Einträge im Datensatz
************

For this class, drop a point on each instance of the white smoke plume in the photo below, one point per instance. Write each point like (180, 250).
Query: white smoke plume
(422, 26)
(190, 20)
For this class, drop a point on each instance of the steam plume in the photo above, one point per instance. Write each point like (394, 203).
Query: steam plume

************

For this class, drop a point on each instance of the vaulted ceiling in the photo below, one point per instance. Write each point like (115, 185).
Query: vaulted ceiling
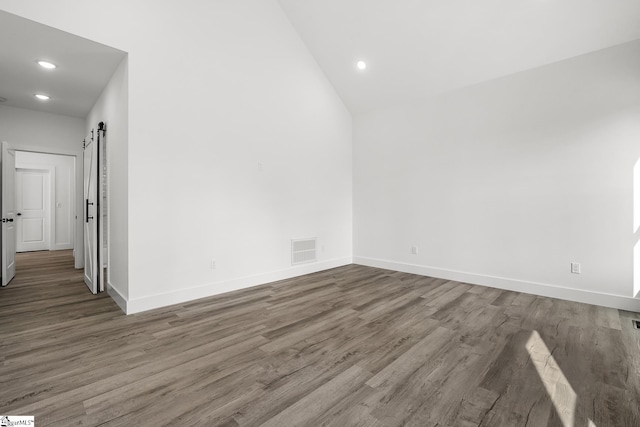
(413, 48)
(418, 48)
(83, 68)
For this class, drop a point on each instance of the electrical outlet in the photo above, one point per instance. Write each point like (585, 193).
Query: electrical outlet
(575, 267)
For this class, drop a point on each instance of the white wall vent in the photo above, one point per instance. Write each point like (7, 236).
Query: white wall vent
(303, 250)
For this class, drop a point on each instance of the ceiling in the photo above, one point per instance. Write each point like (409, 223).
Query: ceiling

************

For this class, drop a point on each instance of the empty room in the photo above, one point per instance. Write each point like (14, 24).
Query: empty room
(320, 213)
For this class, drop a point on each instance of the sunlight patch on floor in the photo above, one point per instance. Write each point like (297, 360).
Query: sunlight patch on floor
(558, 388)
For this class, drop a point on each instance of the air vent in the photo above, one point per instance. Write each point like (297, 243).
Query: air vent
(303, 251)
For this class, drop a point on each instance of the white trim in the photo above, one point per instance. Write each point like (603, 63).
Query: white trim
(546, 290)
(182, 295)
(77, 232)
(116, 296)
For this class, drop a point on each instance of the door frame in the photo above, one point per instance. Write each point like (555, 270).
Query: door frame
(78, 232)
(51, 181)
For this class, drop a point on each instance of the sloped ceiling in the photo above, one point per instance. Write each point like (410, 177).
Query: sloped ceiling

************

Aufgabe
Skaliere die Daten ab der Zeile mit „like (180, 250).“ bis einschließlich der Zeile mit „Query: steam plume“ und gib jede dieser Zeilen vollständig wieder. Multipliziere dabei jede Punktkoordinate mit 0,4 und runde auf ganze Zahlen, bei ,5 aufwärts; die Formatvorlagen hinter „like“ bleiben unverändert.

Antwort
For this class, drop a point on each instance of the white smoke plume in the photo below, one point per instance. Write each point like (180, 250).
Query: white smoke plume
(169, 10)
(76, 8)
For this class, drop a point on each instance of the steam plume in the photo above, one point per instance. Write each point like (394, 203).
Query: steam plume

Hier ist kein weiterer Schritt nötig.